-- Your goal --
The listing must be reproduced in full, exactly as it stands.

-- Extracted records --
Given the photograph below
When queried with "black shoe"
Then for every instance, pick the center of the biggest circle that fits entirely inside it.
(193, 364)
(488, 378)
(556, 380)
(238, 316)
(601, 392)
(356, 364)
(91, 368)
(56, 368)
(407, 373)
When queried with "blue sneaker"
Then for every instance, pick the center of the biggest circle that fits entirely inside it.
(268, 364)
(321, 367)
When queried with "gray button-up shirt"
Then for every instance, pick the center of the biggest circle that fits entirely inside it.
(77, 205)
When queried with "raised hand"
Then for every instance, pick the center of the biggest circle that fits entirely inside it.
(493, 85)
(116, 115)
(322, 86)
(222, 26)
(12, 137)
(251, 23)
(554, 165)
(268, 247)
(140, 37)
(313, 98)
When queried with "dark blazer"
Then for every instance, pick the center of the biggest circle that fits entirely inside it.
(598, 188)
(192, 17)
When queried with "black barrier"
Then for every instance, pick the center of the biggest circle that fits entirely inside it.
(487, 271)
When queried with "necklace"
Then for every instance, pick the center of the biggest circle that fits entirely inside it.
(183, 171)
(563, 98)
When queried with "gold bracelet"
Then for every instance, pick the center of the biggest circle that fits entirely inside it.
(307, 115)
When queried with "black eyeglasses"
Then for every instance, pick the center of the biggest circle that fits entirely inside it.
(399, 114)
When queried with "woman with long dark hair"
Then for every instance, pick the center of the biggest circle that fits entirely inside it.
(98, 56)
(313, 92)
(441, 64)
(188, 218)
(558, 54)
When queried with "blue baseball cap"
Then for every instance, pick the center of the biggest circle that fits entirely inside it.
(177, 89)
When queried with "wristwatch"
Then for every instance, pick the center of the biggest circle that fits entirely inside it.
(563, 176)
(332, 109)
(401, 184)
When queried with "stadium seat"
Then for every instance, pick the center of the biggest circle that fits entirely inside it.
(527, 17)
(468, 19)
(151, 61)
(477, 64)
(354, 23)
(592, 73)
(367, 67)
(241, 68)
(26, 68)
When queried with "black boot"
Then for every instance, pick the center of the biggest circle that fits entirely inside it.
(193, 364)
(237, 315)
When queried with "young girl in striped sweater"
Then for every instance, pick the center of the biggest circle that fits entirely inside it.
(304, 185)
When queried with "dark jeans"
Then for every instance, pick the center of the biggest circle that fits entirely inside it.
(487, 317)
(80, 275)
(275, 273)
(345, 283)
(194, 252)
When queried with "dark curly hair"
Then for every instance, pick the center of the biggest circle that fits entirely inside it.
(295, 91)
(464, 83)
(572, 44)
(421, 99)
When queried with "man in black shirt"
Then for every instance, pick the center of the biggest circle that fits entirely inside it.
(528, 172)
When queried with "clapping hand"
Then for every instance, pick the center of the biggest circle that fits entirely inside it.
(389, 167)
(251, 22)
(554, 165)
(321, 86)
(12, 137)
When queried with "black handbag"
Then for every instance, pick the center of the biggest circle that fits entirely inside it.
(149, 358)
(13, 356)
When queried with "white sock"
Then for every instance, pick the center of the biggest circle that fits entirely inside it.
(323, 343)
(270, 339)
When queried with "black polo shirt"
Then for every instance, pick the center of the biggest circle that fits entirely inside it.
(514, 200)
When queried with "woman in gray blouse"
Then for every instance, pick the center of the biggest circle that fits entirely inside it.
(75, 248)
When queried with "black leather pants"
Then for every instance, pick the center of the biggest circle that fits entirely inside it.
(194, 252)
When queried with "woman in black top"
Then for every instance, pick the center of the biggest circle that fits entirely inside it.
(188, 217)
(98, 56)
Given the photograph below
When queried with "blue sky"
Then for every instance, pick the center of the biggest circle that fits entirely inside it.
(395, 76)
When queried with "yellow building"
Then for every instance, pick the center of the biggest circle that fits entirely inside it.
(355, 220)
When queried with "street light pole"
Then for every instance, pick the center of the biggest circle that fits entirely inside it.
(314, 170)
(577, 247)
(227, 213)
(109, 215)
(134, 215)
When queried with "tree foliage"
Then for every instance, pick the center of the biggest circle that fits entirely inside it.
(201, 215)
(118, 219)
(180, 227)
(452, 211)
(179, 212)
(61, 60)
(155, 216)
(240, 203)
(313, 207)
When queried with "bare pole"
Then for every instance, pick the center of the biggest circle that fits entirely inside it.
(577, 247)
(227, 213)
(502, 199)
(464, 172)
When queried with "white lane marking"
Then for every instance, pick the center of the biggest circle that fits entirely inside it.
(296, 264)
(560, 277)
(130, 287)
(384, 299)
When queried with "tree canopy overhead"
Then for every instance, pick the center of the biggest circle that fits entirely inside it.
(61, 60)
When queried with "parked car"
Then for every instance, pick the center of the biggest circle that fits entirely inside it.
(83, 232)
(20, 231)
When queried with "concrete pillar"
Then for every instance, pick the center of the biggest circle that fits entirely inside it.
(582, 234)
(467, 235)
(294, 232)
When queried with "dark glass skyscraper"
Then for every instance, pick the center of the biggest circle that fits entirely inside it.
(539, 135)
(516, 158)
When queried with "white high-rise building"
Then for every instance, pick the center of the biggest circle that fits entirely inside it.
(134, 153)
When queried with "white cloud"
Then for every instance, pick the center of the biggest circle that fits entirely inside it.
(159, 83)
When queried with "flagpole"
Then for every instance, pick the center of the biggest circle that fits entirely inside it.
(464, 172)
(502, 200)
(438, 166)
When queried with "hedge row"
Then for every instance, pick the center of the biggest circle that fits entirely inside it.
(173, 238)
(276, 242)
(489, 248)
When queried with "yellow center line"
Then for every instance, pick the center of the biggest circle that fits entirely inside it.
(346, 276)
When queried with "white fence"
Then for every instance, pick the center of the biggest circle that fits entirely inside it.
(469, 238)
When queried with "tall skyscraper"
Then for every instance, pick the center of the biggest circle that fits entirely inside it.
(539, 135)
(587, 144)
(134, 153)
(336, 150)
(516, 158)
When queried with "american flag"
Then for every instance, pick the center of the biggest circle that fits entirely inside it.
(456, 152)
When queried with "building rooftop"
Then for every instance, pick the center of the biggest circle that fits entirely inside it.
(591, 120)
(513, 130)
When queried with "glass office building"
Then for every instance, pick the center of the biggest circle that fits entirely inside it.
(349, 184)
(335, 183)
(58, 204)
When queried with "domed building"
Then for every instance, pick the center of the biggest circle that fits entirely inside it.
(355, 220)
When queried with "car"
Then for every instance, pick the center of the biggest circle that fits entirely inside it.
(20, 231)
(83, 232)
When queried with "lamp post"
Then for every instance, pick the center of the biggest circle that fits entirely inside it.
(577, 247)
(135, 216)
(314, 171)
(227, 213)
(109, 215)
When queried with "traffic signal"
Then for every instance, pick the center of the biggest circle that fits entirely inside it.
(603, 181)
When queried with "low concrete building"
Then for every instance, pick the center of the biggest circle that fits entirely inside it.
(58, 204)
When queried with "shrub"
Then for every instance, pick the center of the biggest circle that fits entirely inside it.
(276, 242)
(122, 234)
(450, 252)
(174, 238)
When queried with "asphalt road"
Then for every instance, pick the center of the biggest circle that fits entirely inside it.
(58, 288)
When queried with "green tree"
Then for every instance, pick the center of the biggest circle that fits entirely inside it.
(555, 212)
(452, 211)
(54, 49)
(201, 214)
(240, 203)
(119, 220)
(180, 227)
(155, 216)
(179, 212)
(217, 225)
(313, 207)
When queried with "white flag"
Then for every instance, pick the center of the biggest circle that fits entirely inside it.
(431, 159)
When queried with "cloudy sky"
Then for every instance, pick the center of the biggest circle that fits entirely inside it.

-- Expected answer --
Given the photograph below
When queried with "black shoe"
Then for every instance, pick the center of the biggest circle that fits entirely inside it.
(193, 364)
(488, 378)
(556, 380)
(238, 316)
(601, 392)
(356, 364)
(91, 368)
(56, 368)
(407, 373)
When queried with "blue sneaker"
Then for every instance, pick the center of the biggest circle that fits entirely inside it.
(268, 364)
(321, 367)
When queried with "gray button-up shirt"
Then for every instance, pick the center of the biggest circle that fits entirely inside it.
(77, 205)
When queried with "raised hand"
Then for every instance, pick the center of the biggest circle that fits entirely inside it.
(493, 85)
(116, 115)
(322, 86)
(222, 26)
(12, 137)
(251, 23)
(554, 165)
(268, 247)
(140, 37)
(313, 98)
When queried with "dark blazer"
Then for every instance, pick the center of the biggest circle that fits entirely inside it.
(598, 188)
(192, 17)
When queried with "black barrier"
Then for every instance, pick the center of the biggest circle that fits entirely inside it.
(487, 271)
When queried with "necklace"
Then for every instance, pick the center of the biggest circle that fits entirely inside it.
(183, 171)
(563, 98)
When queried with "gold bracelet"
Then for every instance, pick the center of the biggest circle that fits entirely inside it.
(307, 115)
When queried with "black eyeglasses"
Then for every instance, pick the center of the biggest circle that fits entirely inside it.
(399, 114)
When queried with "woman with long dark hair"
Then for every instance, pick the center of the biggest circle that fits entirely inside it.
(98, 56)
(313, 92)
(441, 64)
(188, 218)
(558, 54)
When queried with "blue baseball cap"
Then for every instance, pick the center of the biggest circle that fits entirely inside it.
(177, 89)
When queried with "wristwatch"
Then for every instance, pick the center of the biggest circle that fits entirely inside it.
(563, 176)
(332, 109)
(401, 184)
When queried with "stadium seat"
Then for every instance, pick the center of the biggest circle that fits entirely inside it.
(527, 17)
(468, 19)
(151, 61)
(477, 64)
(354, 23)
(592, 73)
(367, 67)
(241, 68)
(26, 68)
When queried with "black boot"
Then for every instance, pick the center of the biggest circle that fits entirely inside it.
(193, 364)
(237, 315)
When queried with "young girl in striped sweater"
Then for every instance, pick the center of the biggest circle that fits entirely inside it.
(304, 185)
When queried with "dark jeans"
Then for every instance, pick the center of the biggest circle that fits entirely inside it.
(487, 317)
(80, 275)
(275, 273)
(345, 283)
(194, 252)
When queried with "dark curly hair"
Then for every instance, pick the center of the biggest circle that fits entirely inside it.
(295, 91)
(464, 83)
(572, 44)
(421, 99)
When queried with "man in black shirt"
Then for every instance, pick the center of the biggest circle that fits entirely inside it.
(528, 172)
When queried with "clapping hand"
Then for every instance, pick the center of the biggest circle that fits entirely inside it.
(389, 167)
(251, 22)
(554, 165)
(321, 86)
(12, 137)
When queried with "black handbag"
Then for every instance, pick the center of the biggest circle that fits entirely inside it.
(149, 358)
(13, 356)
When queried with "white sock"
Then for every instance, pick the center of the biggest circle that fits entirely inside it.
(323, 343)
(270, 339)
When queried with "black polo shirt"
Then for every instance, pick the center of the biggest circle that fits entirely inside it.
(514, 200)
When queried with "woman in gray blouse"
Then for every instance, pick the center of the biggest circle that fits entirely inside it.
(75, 248)
When queried with "black leather pants"
Then for every instance, pick the center of the biggest circle that fits entirely inside it.
(194, 252)
When queried with "woman in black top"
Then for every instance, pick the center of the biggest circle that fits entirely inside it.
(188, 217)
(98, 56)
Given the photograph below
When queried with "blue sky"
Then for every instance, pick the center of the biggest circle that fits entirely inside it.
(395, 76)
When queried with "yellow building"
Then for every instance, pick the center of the biggest circle that fits entirely inside it.
(355, 220)
When queried with "street light pole"
Then for every instance, pick the center of the biggest circle that fits entirely inside it.
(314, 170)
(577, 247)
(227, 213)
(109, 215)
(134, 215)
When queried with "tree foliage"
Then for every instance, pick the center of the biggest circle that fits entirely inside it.
(201, 215)
(118, 219)
(180, 227)
(452, 211)
(179, 212)
(61, 60)
(155, 216)
(240, 203)
(313, 207)
When queried with "bare pole"
Then for every instance, pick the center of the biggest circle that fits entirely inside it.
(577, 247)
(227, 213)
(502, 199)
(464, 172)
When queried with "white lane marking"
Then for every instance, pick the center of the biggest circle that fits entirely inside it.
(296, 264)
(560, 277)
(130, 287)
(384, 299)
When queried with "tree canopy overhead"
Then for every instance, pick the center of the biggest circle that fits entirely inside it.
(61, 60)
When queried with "parked car"
Then for every instance, pick the center of the biggest circle that fits entirely inside it.
(83, 232)
(20, 231)
When queried with "concrete pillar"
Then for every instance, pick the center of the biggest circle that fits entirely inside it.
(582, 234)
(467, 235)
(294, 232)
When queried with "dark glass skyscraper"
Then for every instance, pick the center of the biggest circle that fits entirely inside it.
(539, 135)
(516, 158)
When queried with "white high-rise building"
Then for every instance, pick the center of the biggest circle that fits entirely inside it.
(134, 153)
When queried with "white cloud"
Then for every instance, pick the center of the biggest circle that fits entirely inside it.
(159, 83)
When queried with "flagpole"
Then for every instance, pick the center of the biggest circle that fits entirely inside it.
(464, 172)
(502, 200)
(438, 166)
When queried with "hedge row"
Then for every instance, pick the center of the biggest circle that fits entirely inside it.
(173, 238)
(276, 242)
(489, 248)
When queried with "yellow center line"
Then for every instance, pick the center of the biggest circle that fits entirely inside it.
(346, 276)
When queried with "white fence"
Then for every instance, pick the center of the biggest circle that fits entirely inside it.
(469, 238)
When queried with "tall skyscraper"
Then for every instance, pick the center of the biggest circle that fits entirely inside it.
(539, 135)
(587, 144)
(134, 153)
(336, 150)
(516, 158)
When queried with "american flag"
Then for every instance, pick the center of the biggest circle that fits entirely inside it.
(456, 152)
When queried with "building rooftop"
Then for every instance, pick the center of the biggest circle that fits entirely inside it.
(591, 120)
(513, 130)
When queried with "glass office building"
Then for every instance, pick the center of the biggest circle that fits entirely inside it.
(349, 184)
(335, 183)
(58, 204)
When queried with "domed building"
Then for every instance, pick the center of the biggest circle that fits entirely inside it.
(355, 220)
When queried with "car"
Then for every instance, pick the center of the biggest circle that fits entirely inside it.
(20, 231)
(83, 232)
When queried with "lamp post"
Then for every instance, pick the center of the biggest circle that fits entirely inside it.
(577, 247)
(135, 216)
(314, 171)
(227, 213)
(109, 215)
When queried with "traffic signal"
Then for every instance, pick the center of the biggest circle that fits entirely inside it.
(603, 181)
When queried with "low concrete building"
Then for every instance, pick the center of the biggest circle that fits entirely inside it.
(58, 204)
When queried with "shrub"
Then for every instance, pick the center of the biggest circle that fits entirely inside it.
(276, 242)
(122, 234)
(450, 252)
(174, 238)
When queried with "asphalt road"
Then for every instance, pick the center of the biggest circle that fits entirely inside it.
(58, 288)
When queried with "green tree"
Then for every instance, pick the center of the biggest circle that fits entirely inside it.
(555, 212)
(452, 211)
(54, 49)
(201, 214)
(240, 203)
(119, 220)
(180, 227)
(155, 216)
(179, 212)
(217, 225)
(313, 207)
When queried with "white flag"
Then for every instance, pick the center of the biggest circle that fits entirely inside it.
(431, 159)
When queried with "cloudy sky"
Then for every instance, pick the center of the biggest circle that fits entirely inside it.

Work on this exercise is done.